## Given passage
HANFORD – Hanford Police Chief Parker Sever is getting weary of the police and other city employees repeatedly cleaning up homeless encampments and trash piles only to see them reappear again and again in the same places.

He's got some advice for people wanting to give clothing, cash or other items directly to homeless people or individuals begging on the street: Don't.

"What we really don't want, we really don't want churches going out there and giving them stuff [directly]," Sever said. "We don't like them going out there delivering clothing and food."

Sever said the items, which can include tents and tarps, often end up being discarded at the homeless encampments, where the trash accumulates.

"A lot of people out there are hoarders," he said. "They just collect trash and collect trash."

Sever said that homeless people have nowhere to put all the stuff being given to them, so they just take what they need or want and throw the rest away.

Jeff Kristenson, pastor at South Valley Community Church in Lemoore, agreed with much of what Sever had to say.

## Available data
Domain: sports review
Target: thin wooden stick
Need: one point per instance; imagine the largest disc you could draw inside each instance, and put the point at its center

## Problem details
Transcribe everything in the Hanford encampments passage from "He's got some" down to "had to say.". Rely only on the passage about Hanford's homeless encampments for what follows.

## Result of the exercise
He's got some advice for people wanting to give clothing, cash or other items directly to homeless people or individuals begging on the street: Don't.

"What we really don't want, we really don't want churches going out there and giving them stuff [directly]," Sever said. "We don't like them going out there delivering clothing and food."

Sever said the items, which can include tents and tarps, often end up being discarded at the homeless encampments, where the trash accumulates.

"A lot of people out there are hoarders," he said. "They just collect trash and collect trash."

Sever said that homeless people have nowhere to put all the stuff being given to them, so they just take what they need or want and throw the rest away.

Jeff Kristenson, pastor at South Valley Community Church in Lemoore, agreed with much of what Sever had to say.